Would have been cool to see all of these in person but glad to at least see them here. Terry Farrell does indeed still look awesome though it looks like they ran her “spots differently lol, didn’t think they came together across her forhead like that? Of course there had to be a nitpick right lol.

Great job at convention coverage, Trekmovie.

Season 3 wasn’t necessarily great Trek, but it was dang good Television.

Michael Westmore also talked about some of the behind-the-scenes of the show “Face-Off”, such as how a lot of the work shown is not actually movie camera ready as is often portrayed on the show, altho still very impressive work for the amount of time that they have.

The Enterprise cast still looks like they could step in front of the cameras for season five, but Terry Farrell… I mean, WOW. 21 years after the premiere of Deep Space Nine and she’s still a knockout.

Damn you, Hollywood!
Put Terry onto our tv’s RIGHT NOW!!

Terry Farrell still looks beautiful.

Terry Farrell is vivacious and bodacious! =P and beautiful! =) love her! =D

I want to go to a convention!!!

She’s still hawt. I would like to finger her…as one of the prettiest women in Star Trek.

I don’t have any unpleasant associations with the Xindi arc because I’d tuned out by that point in ENT’s original run and watched Seasons 3 and 4 for the first time on Netflex a few years ago.

I really enjoy Season 3 now, though. It’s got a solid theme throughout the episode, the classic-Trek adventure of exploring the unknown, and I find it a lot of fun, even as dark as it was (considerably darker than DS9).

### Dataset excerpt
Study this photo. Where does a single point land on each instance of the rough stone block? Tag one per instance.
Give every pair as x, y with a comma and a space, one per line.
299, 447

### Requirements
**1)** Under the convention comments, list every emoticon that the comments use.
**2)** Write the next comment in the convention comments, starting after the last comment shown.

### Results in order
**1)** =P, =), =D

**2)**
I agree with the dissatisfaction about the series finale. It was all just a dream??? I don’t understand how that was supposed to be “a Valentine for the fans.”

the last episode was so bad, in my mind it was a three parter we just never saw the last two parts, the first was what was put in the records part 2&3 is what real happen, trip did not die and married tpol however being human vulcan would had a hard time with that so they fake his death and change him to look vulcan with fake paper and all

Scott’s the only one of the “Enterprise boys” to have a steady job right now :)

She could fit into the “Wedding Gown” all these years later?

The best part was the photo op with Terry. The pre-convention info said she would be portraying Dax “facially”, so we were only expecting the spots. But she did the photo op in the dress, in full character. And she was stunning.

I’d so much like to see the ENT crew together one more time…please give us a reunion special for the 50th anniversary!!!

@6. Scott Gammans,
“The Enterprise cast still looks like they could step in front of the cameras for season five”

I hope you’re just being nice. They all look like a bunch of old men. Even Connor Trinneer who used to work out with at my gym, whom I last saw 2 years ago has aged dramatically.

What is this fan nostalgia that wants to see a geriatric crew go through the motions? Kirk had it right when he said “gallivanting around the cosmos is a game for the young”. Kirk had to be the youngest and oldest captain ever to serve in Starfleet, to say nothing of the “junior” officers. Few soldiers in our own military stay that long in active field duty.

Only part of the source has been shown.